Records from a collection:
════════

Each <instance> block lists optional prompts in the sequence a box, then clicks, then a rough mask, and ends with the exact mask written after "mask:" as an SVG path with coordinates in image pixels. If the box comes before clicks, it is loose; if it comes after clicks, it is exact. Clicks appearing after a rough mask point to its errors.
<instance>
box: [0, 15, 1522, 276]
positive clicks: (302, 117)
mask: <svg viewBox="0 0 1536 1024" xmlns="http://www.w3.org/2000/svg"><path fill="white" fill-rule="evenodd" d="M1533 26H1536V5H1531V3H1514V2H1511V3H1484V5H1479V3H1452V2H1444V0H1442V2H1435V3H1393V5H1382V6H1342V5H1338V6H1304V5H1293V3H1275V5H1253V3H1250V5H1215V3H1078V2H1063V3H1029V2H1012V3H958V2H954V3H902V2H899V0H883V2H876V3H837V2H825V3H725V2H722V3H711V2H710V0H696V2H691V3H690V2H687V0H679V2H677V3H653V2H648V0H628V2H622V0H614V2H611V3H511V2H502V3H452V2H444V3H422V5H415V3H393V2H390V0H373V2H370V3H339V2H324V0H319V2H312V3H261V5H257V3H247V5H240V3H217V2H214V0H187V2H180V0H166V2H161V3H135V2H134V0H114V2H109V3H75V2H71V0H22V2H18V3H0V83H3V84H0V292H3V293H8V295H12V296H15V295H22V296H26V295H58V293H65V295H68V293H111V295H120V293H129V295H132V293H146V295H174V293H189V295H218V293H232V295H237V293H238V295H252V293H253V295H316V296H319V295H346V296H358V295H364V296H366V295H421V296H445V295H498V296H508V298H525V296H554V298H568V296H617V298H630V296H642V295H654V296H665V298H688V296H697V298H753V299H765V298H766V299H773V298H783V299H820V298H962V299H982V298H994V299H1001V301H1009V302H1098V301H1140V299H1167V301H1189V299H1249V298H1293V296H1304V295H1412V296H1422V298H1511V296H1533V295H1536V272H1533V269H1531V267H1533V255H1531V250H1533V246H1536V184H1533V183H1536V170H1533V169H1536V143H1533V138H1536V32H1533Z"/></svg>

════════

PROBLEM TO WORK ON: Rewrite the data above, replacing "positive clicks" with "foreground clicks" and changing nothing else.

EXERCISE ANSWER:
Each <instance> block lists optional prompts in the sequence a box, then clicks, then a rough mask, and ends with the exact mask written after "mask:" as an SVG path with coordinates in image pixels. If the box comes before clicks, it is loose; if it comes after clicks, it is exact. Clicks appearing after a rough mask point to its errors.
<instance>
box: [0, 15, 1522, 276]
foreground clicks: (302, 117)
mask: <svg viewBox="0 0 1536 1024" xmlns="http://www.w3.org/2000/svg"><path fill="white" fill-rule="evenodd" d="M1533 26H1536V5H1531V3H1514V2H1511V3H1484V5H1479V3H1452V2H1444V0H1442V2H1435V3H1393V5H1382V6H1342V5H1338V6H1304V5H1293V3H1275V5H1253V3H1250V5H1215V3H1078V2H1063V3H1029V2H1012V3H958V2H954V3H902V2H899V0H883V2H876V3H837V2H825V3H725V2H722V3H711V2H710V0H696V2H691V3H690V2H687V0H679V2H677V3H653V2H648V0H628V2H622V0H614V2H611V3H511V2H502V3H452V2H444V3H422V5H415V3H393V2H390V0H373V2H370V3H339V2H324V0H319V2H312V3H261V5H257V3H247V5H240V3H217V2H214V0H187V2H180V0H166V2H161V3H135V2H134V0H114V2H109V3H75V2H71V0H22V2H18V3H0V83H3V84H0V292H3V293H8V295H12V296H15V295H22V296H26V295H58V293H65V295H68V293H111V295H120V293H129V295H132V293H146V295H174V293H189V295H218V293H232V295H237V293H238V295H252V293H253V295H316V296H319V295H346V296H358V295H364V296H366V295H421V296H445V295H498V296H508V298H525V296H554V298H568V296H617V298H630V296H642V295H654V296H665V298H688V296H697V298H753V299H765V298H766V299H773V298H783V299H820V298H962V299H982V298H994V299H1001V301H1009V302H1098V301H1140V299H1167V301H1189V299H1249V298H1293V296H1304V295H1412V296H1422V298H1511V296H1533V295H1536V272H1533V269H1531V267H1533V255H1531V250H1533V246H1536V184H1533V183H1536V170H1533V169H1536V143H1533V138H1536V32H1533Z"/></svg>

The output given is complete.